* _INSTRUÇÃO 1_:
Retorne cada linha dos registros que contenha a palavra "mask".

* _TRECHO DO TEXTO_:
# # # # #

Professor e pesquisador do curso de Relações Internacionais da Universidade Federal da Integração Latino-Americana (Unila), Lucas Kerr destaca o potencial da cidade para a ciência, considerando a grande quantidade de laboratórios, grupos de pesquisa e rede de pesquisadores existentes.

O desafio agora é transformar a pesquisa em produtos e a cidade em um polo de tecnologia. E a maior dificuldade reside na instalação de indústrias e empresas decorrentes das pesquisas e na geração de postos de trabalho locais para os alunos que aqui fazem graduação e pós-graduação.

Para tornar-se um tecnopolo, a cidade precisa segurar os talentos que forma. “A gente forma bastante aluno na graduação e pós, mas temos dificuldades para segurá-los”, reconhece Kerr. Para ele, falta política para gerar empregos em áreas tecnológicas. A tendência da cidade, diz, é pensar só no turismo.

A fim de vencer esse gargalo, é preciso pensar em uma política para o desenvolvimento regional considerando as outras cidades da Tríplice Fronteira, evitando assim a saída de “cérebros”. Para isso, é preciso de incentivo governamental e fiscal, além de agências de fomento.

Na análise do professor, Foz tem um potencial para transformar-se em um tecnopolo em médio e longo prazo. Como referência, hoje há tecnopolos consolidados em São Carlos e São José dos Campos, ambas no estado de São Paulo. Também chamam atenção Campinas e João Pessoa (PB).

As cidades têm um alto índice per capita de doutores e uma concentração de universidades, incluindo públicas e privadas, algumas há mais de meio século. “São cidades que acabam produzindo um ambiente propício para troca, conhecimento e inovação entre o setor acadêmico e empresarial, o que facilita a contratação de doutores”, explica Kerr.

Em Foz, apenas a Unila concentra hoje 350 professores doutores, cuja produção intelectual resulta em livros, teses, artigos e patentes – mais restrita à área de ciências exatas. A quantidade de doutores é um parâmetro universal para avaliar o potencial de uma universidade produzir ciência. Apesar de concentrar um bom número doutores, Foz ainda está aquém de outros polos de excelência.

Para o professor, há uma tendência de desenvolvimento de ciência em várias áreas, apesar de ainda haver predominância das ciências humanas se considerados os programas de mestrado e doutorado. A área hoje é a que mais produz artigos acadêmicos na cidade.

# # # # #

* _INSTRUÇÃO 2_:
Reescreva de forma mais concisa o parágrafo do trecho iniciado por "Para tornar-se um tecnopolo", preservando seus fatos principais.

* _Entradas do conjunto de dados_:

# # # # #

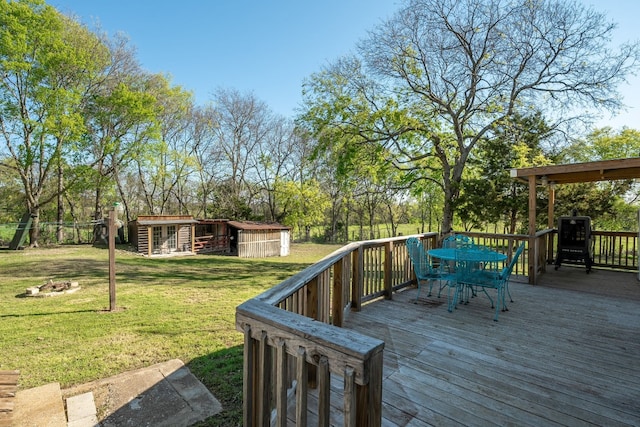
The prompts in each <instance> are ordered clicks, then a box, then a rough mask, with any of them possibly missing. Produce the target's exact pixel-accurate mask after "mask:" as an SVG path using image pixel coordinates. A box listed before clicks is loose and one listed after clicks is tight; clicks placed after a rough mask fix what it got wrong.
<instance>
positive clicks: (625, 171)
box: [511, 157, 640, 184]
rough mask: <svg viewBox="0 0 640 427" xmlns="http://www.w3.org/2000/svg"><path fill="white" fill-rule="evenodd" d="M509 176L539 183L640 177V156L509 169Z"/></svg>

# # # # #

* _RESPOSTA 1_:
The prompts in each <instance> are ordered clicks, then a box, then a rough mask, with any of them possibly missing. Produce the target's exact pixel-accurate mask after "mask:" as an SVG path using image pixel coordinates. A box listed before clicks is loose and one listed after clicks is tight; clicks placed after a rough mask fix what it got wrong.
rough mask: <svg viewBox="0 0 640 427" xmlns="http://www.w3.org/2000/svg"><path fill="white" fill-rule="evenodd" d="M509 176L539 183L640 177V156L509 169Z"/></svg>

* _RESPOSTA 2_:
Segundo Kerr, para se tornar um tecnopolo, a cidade precisa reter os talentos que forma, pois muitos alunos concluem a graduação e a pós-graduação, mas é difícil mantê-los. Ele aponta a falta de política para gerar empregos em áreas tecnológicas e afirma que a cidade tende a pensar apenas no turismo.